* _Exercise objective_: Please write back every entry exactly, character for character.

* _Input records_:
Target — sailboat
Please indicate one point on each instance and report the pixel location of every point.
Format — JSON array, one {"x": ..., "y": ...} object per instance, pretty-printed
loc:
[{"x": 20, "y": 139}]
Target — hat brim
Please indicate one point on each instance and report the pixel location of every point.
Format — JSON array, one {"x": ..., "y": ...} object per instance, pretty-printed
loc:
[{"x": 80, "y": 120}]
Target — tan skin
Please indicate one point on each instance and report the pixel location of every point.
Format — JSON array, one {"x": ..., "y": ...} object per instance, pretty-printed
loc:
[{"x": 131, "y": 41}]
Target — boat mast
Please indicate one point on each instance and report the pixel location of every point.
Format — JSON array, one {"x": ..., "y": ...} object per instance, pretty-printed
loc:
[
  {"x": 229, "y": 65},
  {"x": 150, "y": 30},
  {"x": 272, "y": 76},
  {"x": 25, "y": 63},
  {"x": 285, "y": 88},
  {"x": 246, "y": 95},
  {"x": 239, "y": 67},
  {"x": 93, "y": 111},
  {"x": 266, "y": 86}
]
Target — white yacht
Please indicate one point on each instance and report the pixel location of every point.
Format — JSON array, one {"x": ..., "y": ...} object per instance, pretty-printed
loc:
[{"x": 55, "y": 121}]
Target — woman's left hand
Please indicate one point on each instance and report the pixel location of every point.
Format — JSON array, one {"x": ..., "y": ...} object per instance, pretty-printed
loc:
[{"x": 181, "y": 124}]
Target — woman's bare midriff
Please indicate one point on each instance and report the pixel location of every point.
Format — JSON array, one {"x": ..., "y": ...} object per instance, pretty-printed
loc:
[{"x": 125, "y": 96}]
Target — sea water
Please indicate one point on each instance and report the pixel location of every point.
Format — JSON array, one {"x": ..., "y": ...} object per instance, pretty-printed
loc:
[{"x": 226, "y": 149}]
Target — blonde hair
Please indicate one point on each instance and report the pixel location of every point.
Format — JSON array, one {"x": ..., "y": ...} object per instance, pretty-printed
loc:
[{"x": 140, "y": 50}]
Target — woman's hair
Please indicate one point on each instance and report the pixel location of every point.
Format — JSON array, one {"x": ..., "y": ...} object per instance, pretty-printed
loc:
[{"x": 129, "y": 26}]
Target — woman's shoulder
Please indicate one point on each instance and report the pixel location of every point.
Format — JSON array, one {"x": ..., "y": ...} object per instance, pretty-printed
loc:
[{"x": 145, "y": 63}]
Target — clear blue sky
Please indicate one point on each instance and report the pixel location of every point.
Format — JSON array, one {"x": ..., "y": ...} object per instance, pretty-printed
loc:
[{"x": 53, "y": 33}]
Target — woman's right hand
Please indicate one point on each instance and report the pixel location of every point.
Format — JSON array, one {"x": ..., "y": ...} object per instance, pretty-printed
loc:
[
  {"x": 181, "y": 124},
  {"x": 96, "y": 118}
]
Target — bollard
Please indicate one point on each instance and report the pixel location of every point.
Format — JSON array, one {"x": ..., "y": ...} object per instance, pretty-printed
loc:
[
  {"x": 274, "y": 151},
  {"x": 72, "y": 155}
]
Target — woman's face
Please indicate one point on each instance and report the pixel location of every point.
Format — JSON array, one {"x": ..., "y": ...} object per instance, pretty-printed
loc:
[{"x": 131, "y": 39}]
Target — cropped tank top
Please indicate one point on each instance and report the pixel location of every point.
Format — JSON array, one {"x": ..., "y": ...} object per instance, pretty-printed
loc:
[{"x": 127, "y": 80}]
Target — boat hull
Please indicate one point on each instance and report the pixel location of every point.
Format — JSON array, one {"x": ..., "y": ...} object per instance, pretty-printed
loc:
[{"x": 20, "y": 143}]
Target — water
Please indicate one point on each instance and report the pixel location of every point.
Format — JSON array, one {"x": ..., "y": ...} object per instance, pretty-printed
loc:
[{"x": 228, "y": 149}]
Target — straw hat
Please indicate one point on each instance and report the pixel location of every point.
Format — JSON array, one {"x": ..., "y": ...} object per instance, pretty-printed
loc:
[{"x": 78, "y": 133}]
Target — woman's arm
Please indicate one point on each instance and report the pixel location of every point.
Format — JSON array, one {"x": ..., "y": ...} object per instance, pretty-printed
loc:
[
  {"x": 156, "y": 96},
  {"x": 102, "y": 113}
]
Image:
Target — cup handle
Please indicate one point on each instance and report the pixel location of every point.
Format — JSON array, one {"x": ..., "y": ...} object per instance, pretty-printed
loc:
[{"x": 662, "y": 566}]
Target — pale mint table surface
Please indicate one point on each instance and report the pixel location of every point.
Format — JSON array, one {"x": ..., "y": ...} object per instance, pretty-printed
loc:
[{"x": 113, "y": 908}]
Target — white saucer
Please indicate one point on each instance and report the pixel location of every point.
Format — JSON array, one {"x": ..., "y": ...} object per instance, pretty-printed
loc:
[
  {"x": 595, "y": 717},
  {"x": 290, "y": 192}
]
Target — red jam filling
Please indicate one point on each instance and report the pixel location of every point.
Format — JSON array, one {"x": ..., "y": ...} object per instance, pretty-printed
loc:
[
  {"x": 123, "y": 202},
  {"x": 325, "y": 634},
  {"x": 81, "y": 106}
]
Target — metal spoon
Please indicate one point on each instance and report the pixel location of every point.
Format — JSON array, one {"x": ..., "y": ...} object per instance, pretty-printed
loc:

* _Solution to the problem_:
Target — sailboat
Please indicate one point on each instance and report the pixel location of every point.
Format — JSON array, one {"x": ..., "y": ...} object per instance, pretty-printed
loc:
[{"x": 20, "y": 139}]
Target — hat brim
Please indicate one point on each instance and report the pixel location of every point.
Format — JSON array, one {"x": ..., "y": ...} object per instance, pretty-printed
loc:
[{"x": 80, "y": 120}]
Target — tan skin
Please indicate one point on each instance and report the pixel location of every point.
Format — JSON array, one {"x": ..., "y": ...} object per instance, pretty-printed
loc:
[{"x": 131, "y": 41}]
Target — boat mast
Please indicate one point on each instance and report the pixel location of every point.
Format — JSON array, one {"x": ..., "y": ...} object per instance, pretty-printed
loc:
[
  {"x": 229, "y": 65},
  {"x": 150, "y": 30},
  {"x": 272, "y": 76},
  {"x": 25, "y": 63},
  {"x": 285, "y": 88},
  {"x": 246, "y": 95},
  {"x": 239, "y": 67},
  {"x": 93, "y": 111},
  {"x": 266, "y": 86}
]
Target — white yacht
Please indicate one point on each instance and report the pixel location of every point.
Format — JSON array, one {"x": ..., "y": ...} object per instance, pretty-printed
loc:
[{"x": 55, "y": 121}]
Target — woman's left hand
Please indicate one point on each instance and report the pixel location of every point.
Format — JSON array, one {"x": ..., "y": ...} object per instance, pretty-printed
loc:
[{"x": 181, "y": 124}]
Target — woman's bare midriff
Please indicate one point on each instance and report the pixel location of every point.
Format — JSON array, one {"x": ..., "y": ...} object per instance, pretty-printed
loc:
[{"x": 125, "y": 96}]
Target — sea water
Please indicate one point on each instance and report the pixel location of every point.
Format — JSON array, one {"x": ..., "y": ...} object per instance, pretty-printed
loc:
[{"x": 226, "y": 149}]
Target — blonde hair
Please indicate one point on each instance and report the pixel location of every point.
Format — JSON array, one {"x": ..., "y": ...} object per instance, pretty-printed
loc:
[{"x": 140, "y": 50}]
Target — woman's hair
Please indicate one point on each instance and report the pixel location of every point.
Format — JSON array, one {"x": ..., "y": ...} object per instance, pretty-printed
loc:
[{"x": 129, "y": 26}]
Target — woman's shoulder
Please indicate one point on each instance and report the pixel location of every point.
Format — JSON array, one {"x": ..., "y": ...} object per instance, pretty-printed
loc:
[{"x": 145, "y": 63}]
Target — clear blue sky
Please indicate one point on each instance and report the pixel location of every point.
Format — JSON array, one {"x": ..., "y": ...} object per instance, pretty-printed
loc:
[{"x": 53, "y": 33}]
Target — woman's right hand
Please indicate one point on each instance and report the pixel location of every point.
Format — JSON array, one {"x": ..., "y": ...} object per instance, pretty-printed
loc:
[
  {"x": 181, "y": 124},
  {"x": 96, "y": 118}
]
Target — bollard
Please indicate one point on each instance and report the pixel location of every point.
Format — JSON array, one {"x": ..., "y": ...} object per instance, pretty-printed
loc:
[
  {"x": 274, "y": 151},
  {"x": 72, "y": 155}
]
Target — woman's face
Please indicate one point on each instance and report the pixel location of every point.
Format — JSON array, one {"x": ..., "y": ...} object per instance, pretty-printed
loc:
[{"x": 131, "y": 39}]
Target — cropped tank top
Please indicate one point on each instance and report the pixel location of every point.
Format — JSON array, one {"x": ..., "y": ...} object per instance, pretty-printed
loc:
[{"x": 127, "y": 80}]
Target — boat hull
Please indicate one point on each instance and report the pixel location of every point.
Format — JSON array, one {"x": ..., "y": ...} object per instance, pretty-printed
loc:
[{"x": 20, "y": 143}]
Target — water
Please indicate one point on each instance and report the pixel location of every point.
Format — JSON array, one {"x": ..., "y": ...} object per instance, pretty-printed
loc:
[{"x": 228, "y": 149}]
Target — straw hat
Please indicate one point on each instance and report the pixel location of every point.
Format — JSON array, one {"x": ..., "y": ...} object per instance, pretty-printed
loc:
[{"x": 78, "y": 133}]
Target — woman's arm
Please indicate one point on each instance and report the pixel location of every point.
Format — JSON array, one {"x": ..., "y": ...} object per instance, pretty-printed
loc:
[
  {"x": 156, "y": 96},
  {"x": 102, "y": 113}
]
Image:
Target — cup handle
Please indicate one point on each instance and report the pixel location of every point.
Format — JSON array, one {"x": ..., "y": ...} object per instance, pretty-printed
loc:
[{"x": 662, "y": 566}]
Target — pale mint table surface
Please indicate one point on each instance and report the pixel location of every point.
Format — JSON array, one {"x": ..., "y": ...} object per instance, pretty-printed
loc:
[{"x": 113, "y": 908}]
Target — white saucer
Please indicate one point on each instance and report the pixel location of every point.
Format — JSON array, one {"x": ..., "y": ...} object per instance, pretty-printed
loc:
[
  {"x": 595, "y": 717},
  {"x": 290, "y": 192}
]
Target — red jam filling
Please indicate one point on each instance and report the pixel location of every point.
Format — JSON array, one {"x": ..., "y": ...} object per instance, pretty-printed
loc:
[
  {"x": 123, "y": 202},
  {"x": 325, "y": 634},
  {"x": 81, "y": 106}
]
Target — metal spoon
Please indicate one point on each instance and report the pixel location of every point.
Format — JSON array, one {"x": ..., "y": ...} object per instance, pretty-printed
loc:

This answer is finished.